■ **Short task**:
Pick out each line in the items below that contains the word "wooden" and copy it. Case matters.

■ **Photo object pointing records**:
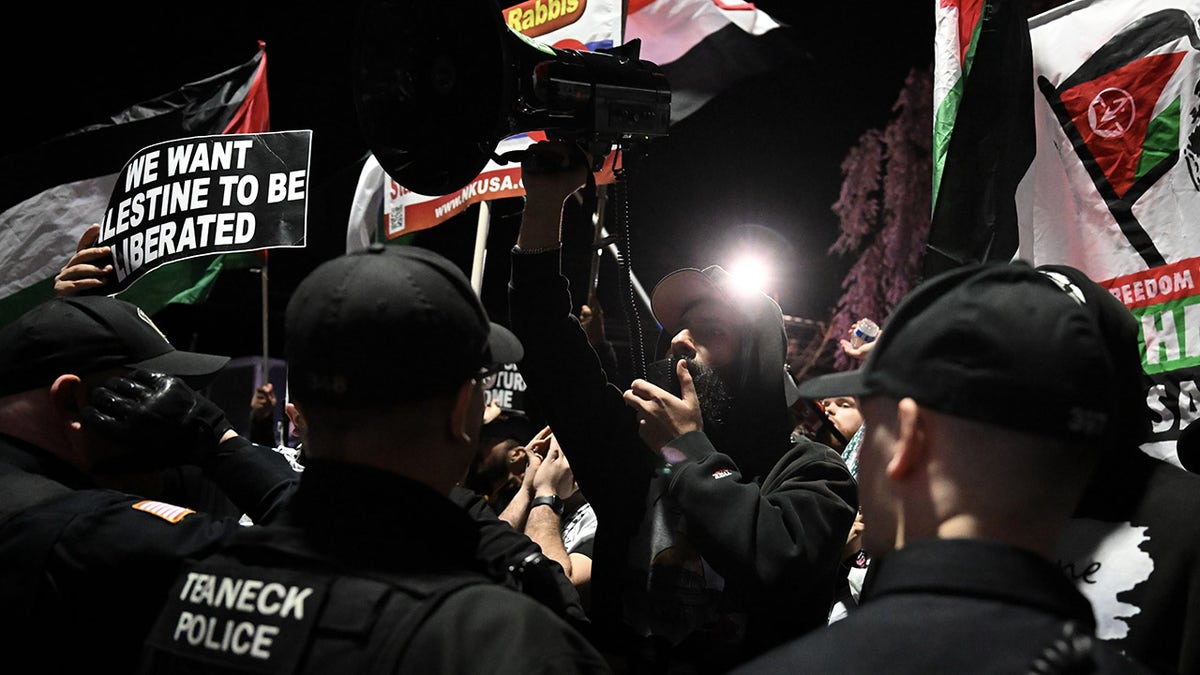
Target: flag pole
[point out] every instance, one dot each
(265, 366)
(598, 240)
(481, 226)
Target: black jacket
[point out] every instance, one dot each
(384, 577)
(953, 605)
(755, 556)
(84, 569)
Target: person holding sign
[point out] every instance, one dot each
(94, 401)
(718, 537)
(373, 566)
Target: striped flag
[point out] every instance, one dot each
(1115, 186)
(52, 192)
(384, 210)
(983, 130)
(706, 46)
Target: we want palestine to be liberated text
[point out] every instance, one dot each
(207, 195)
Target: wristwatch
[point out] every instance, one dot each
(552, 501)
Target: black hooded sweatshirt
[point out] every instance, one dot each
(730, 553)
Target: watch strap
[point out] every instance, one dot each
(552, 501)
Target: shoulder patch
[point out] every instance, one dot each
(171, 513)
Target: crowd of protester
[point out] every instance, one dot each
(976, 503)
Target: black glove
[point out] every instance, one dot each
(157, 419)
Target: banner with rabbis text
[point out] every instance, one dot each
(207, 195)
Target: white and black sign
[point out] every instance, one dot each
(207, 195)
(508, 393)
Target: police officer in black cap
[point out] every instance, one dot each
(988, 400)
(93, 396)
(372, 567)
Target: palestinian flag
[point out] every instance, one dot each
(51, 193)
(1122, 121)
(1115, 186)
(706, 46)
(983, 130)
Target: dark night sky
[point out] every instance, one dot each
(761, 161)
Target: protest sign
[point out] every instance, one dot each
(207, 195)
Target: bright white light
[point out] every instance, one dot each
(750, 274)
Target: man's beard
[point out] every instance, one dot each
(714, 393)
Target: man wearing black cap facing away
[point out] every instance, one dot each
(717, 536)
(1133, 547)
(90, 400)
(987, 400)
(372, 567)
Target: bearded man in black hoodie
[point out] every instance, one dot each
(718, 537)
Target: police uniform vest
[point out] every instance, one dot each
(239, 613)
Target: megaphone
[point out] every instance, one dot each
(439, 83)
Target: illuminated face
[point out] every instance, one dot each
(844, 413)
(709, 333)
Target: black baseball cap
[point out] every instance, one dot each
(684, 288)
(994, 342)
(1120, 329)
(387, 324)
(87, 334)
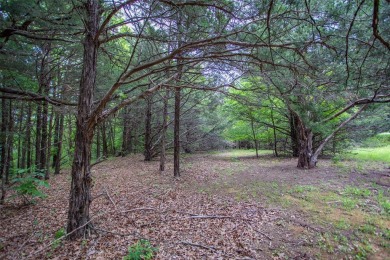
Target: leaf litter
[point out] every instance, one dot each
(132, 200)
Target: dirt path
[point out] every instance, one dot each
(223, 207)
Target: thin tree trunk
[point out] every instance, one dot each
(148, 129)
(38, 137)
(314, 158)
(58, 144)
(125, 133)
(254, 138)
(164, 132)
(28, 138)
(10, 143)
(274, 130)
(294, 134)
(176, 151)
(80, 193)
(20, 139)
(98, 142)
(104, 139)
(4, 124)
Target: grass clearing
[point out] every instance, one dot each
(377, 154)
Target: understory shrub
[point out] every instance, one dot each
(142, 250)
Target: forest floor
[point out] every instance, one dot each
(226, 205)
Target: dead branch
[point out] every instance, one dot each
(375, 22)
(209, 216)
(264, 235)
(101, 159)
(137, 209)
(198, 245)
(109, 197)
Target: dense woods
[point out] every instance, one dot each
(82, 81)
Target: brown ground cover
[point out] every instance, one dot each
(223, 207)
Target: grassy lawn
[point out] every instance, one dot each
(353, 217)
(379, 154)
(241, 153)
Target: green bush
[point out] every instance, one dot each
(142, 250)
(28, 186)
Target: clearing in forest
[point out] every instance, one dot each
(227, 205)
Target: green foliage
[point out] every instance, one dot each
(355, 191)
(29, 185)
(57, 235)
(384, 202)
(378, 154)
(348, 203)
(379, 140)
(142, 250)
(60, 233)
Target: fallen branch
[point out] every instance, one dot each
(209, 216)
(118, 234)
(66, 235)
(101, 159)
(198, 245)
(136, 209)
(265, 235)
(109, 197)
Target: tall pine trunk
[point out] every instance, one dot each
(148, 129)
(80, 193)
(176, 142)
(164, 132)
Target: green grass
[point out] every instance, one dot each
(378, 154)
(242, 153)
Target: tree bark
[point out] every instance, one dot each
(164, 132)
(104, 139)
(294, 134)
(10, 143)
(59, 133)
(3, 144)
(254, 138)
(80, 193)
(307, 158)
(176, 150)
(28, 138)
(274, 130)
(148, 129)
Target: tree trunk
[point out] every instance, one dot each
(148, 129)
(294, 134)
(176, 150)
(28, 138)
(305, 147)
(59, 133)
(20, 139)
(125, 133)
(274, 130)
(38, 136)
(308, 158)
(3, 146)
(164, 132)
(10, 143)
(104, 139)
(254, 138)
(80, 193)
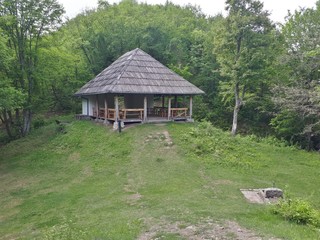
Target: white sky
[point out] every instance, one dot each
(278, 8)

* * *

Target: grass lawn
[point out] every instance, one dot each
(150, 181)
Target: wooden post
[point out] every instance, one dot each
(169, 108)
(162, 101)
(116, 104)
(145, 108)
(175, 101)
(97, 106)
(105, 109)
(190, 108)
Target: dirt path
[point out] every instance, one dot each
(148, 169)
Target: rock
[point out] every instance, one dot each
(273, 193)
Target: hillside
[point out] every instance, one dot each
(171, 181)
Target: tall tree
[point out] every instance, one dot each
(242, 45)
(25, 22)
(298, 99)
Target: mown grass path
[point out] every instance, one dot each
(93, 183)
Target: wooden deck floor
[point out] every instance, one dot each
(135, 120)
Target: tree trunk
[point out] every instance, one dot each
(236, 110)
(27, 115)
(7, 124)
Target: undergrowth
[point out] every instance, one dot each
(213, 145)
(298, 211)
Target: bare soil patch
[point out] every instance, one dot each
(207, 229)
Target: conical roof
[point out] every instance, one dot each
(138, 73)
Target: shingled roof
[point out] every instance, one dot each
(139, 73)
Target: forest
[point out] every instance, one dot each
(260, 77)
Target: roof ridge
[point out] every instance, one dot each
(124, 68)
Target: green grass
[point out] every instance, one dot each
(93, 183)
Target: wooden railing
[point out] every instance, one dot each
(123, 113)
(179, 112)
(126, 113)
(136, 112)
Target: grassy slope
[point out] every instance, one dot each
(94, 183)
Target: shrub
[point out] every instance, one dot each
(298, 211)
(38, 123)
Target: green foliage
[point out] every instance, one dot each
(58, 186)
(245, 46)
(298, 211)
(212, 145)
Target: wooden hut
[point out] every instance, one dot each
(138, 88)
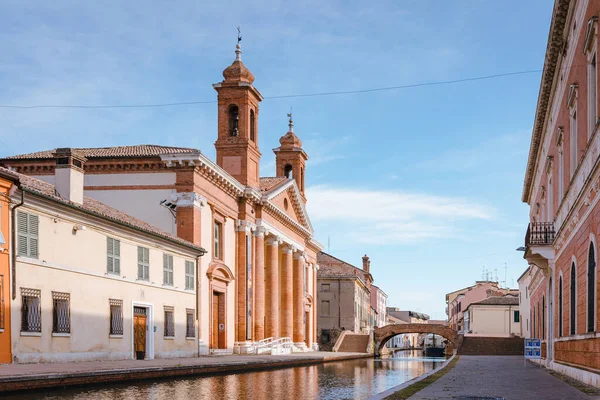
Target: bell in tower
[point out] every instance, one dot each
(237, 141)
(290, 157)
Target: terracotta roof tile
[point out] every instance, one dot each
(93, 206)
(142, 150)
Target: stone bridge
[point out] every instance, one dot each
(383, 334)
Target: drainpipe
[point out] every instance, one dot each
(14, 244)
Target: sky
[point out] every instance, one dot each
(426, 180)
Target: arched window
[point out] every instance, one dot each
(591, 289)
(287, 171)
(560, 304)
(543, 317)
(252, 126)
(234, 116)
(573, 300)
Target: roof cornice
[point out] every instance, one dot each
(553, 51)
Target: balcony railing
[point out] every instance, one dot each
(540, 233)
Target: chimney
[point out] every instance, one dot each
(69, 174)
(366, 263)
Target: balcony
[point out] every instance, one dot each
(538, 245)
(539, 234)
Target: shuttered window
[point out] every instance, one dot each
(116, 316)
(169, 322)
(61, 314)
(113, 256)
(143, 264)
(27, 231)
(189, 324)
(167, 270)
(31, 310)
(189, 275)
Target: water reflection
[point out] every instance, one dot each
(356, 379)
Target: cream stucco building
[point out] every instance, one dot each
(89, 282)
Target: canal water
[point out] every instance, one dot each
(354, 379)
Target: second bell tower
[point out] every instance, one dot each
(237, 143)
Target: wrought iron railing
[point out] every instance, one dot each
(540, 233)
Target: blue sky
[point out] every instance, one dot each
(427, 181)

--

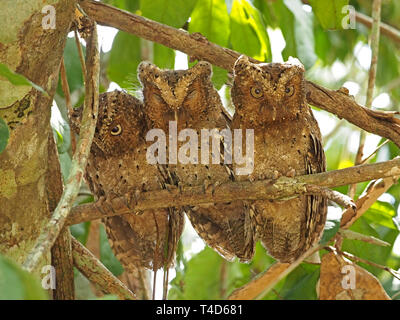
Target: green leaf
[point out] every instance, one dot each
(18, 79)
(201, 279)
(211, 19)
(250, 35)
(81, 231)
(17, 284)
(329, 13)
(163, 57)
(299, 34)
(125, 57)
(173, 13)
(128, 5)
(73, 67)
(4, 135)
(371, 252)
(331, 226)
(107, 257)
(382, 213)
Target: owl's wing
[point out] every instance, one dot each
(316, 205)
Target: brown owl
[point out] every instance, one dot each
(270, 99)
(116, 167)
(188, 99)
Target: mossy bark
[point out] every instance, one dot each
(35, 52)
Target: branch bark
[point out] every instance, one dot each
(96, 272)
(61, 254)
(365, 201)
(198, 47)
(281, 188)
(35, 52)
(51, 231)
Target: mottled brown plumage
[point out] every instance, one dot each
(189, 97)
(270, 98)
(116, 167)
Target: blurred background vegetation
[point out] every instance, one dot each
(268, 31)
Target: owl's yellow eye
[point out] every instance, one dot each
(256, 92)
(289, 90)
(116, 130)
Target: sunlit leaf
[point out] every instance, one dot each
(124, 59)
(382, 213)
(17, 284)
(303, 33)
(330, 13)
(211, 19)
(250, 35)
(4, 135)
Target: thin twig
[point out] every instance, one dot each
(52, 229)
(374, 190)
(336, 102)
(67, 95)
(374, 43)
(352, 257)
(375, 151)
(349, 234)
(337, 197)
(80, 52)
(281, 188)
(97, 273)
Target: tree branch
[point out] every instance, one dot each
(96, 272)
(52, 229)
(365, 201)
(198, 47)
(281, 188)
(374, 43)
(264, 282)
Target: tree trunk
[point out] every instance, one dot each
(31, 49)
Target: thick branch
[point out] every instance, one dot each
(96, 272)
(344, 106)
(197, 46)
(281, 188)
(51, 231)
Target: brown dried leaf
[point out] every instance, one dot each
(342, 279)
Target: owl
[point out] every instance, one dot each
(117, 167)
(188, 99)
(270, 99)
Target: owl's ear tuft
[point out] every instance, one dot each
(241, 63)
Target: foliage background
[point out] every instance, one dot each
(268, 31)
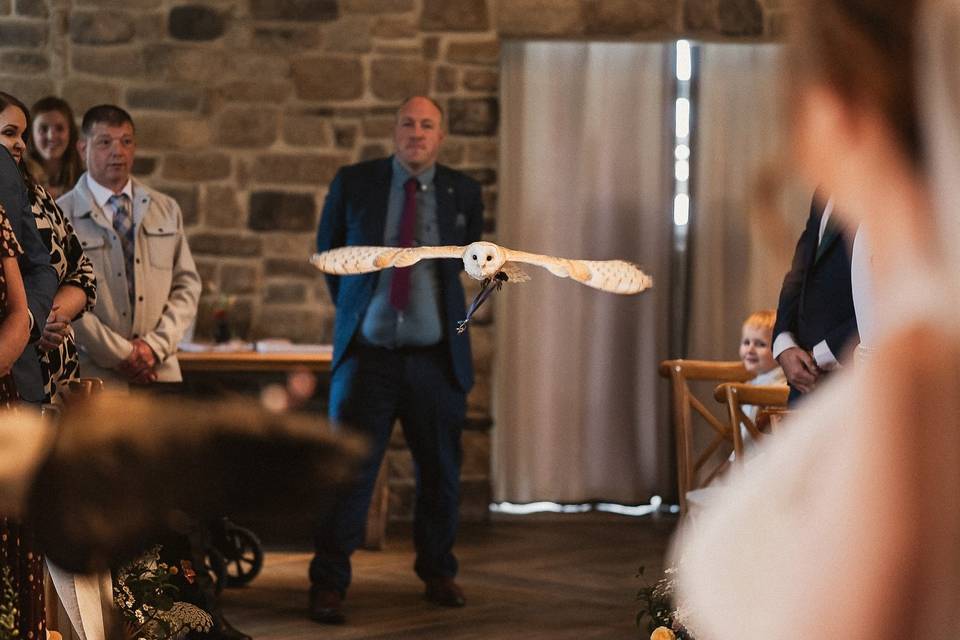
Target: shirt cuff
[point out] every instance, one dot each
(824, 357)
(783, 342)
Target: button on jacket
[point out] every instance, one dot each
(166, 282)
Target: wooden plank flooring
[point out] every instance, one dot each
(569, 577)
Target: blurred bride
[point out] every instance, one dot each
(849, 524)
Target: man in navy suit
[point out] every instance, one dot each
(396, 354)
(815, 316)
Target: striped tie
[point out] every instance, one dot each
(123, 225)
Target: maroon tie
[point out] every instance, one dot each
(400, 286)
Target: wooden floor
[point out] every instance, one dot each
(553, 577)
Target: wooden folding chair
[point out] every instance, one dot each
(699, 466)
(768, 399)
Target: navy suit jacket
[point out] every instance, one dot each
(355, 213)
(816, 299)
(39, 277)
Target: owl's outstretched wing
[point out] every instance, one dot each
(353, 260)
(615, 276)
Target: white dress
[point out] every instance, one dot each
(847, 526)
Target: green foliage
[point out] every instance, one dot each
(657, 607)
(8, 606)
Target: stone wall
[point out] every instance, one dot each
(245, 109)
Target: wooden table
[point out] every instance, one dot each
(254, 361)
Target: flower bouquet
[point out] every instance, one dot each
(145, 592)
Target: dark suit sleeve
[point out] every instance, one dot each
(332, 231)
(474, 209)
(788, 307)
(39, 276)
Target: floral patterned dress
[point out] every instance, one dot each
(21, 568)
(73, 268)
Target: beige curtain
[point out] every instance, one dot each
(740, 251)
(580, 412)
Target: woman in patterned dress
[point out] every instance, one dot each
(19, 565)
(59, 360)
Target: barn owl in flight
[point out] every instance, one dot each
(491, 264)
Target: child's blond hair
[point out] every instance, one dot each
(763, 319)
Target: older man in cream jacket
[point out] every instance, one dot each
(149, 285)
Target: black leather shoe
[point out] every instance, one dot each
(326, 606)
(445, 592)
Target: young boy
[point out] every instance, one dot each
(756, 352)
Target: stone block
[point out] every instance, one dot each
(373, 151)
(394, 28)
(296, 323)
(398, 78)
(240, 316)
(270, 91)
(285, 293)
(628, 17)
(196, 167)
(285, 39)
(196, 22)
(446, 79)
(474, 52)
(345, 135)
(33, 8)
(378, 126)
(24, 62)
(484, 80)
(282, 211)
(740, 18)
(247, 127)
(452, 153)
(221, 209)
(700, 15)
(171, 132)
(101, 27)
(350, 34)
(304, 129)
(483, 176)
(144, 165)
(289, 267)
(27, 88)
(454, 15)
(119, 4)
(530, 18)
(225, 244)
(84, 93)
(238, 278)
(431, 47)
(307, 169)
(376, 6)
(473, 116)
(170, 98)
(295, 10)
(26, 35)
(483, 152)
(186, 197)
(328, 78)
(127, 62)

■ **Solution to the problem**:
Target: wooden post
Target: wooden deck floor
Target: wooden railing
Target: wooden hut
Target: wooden plank flooring
Target: wooden floor
Target: wooden folding chair
Target: wooden table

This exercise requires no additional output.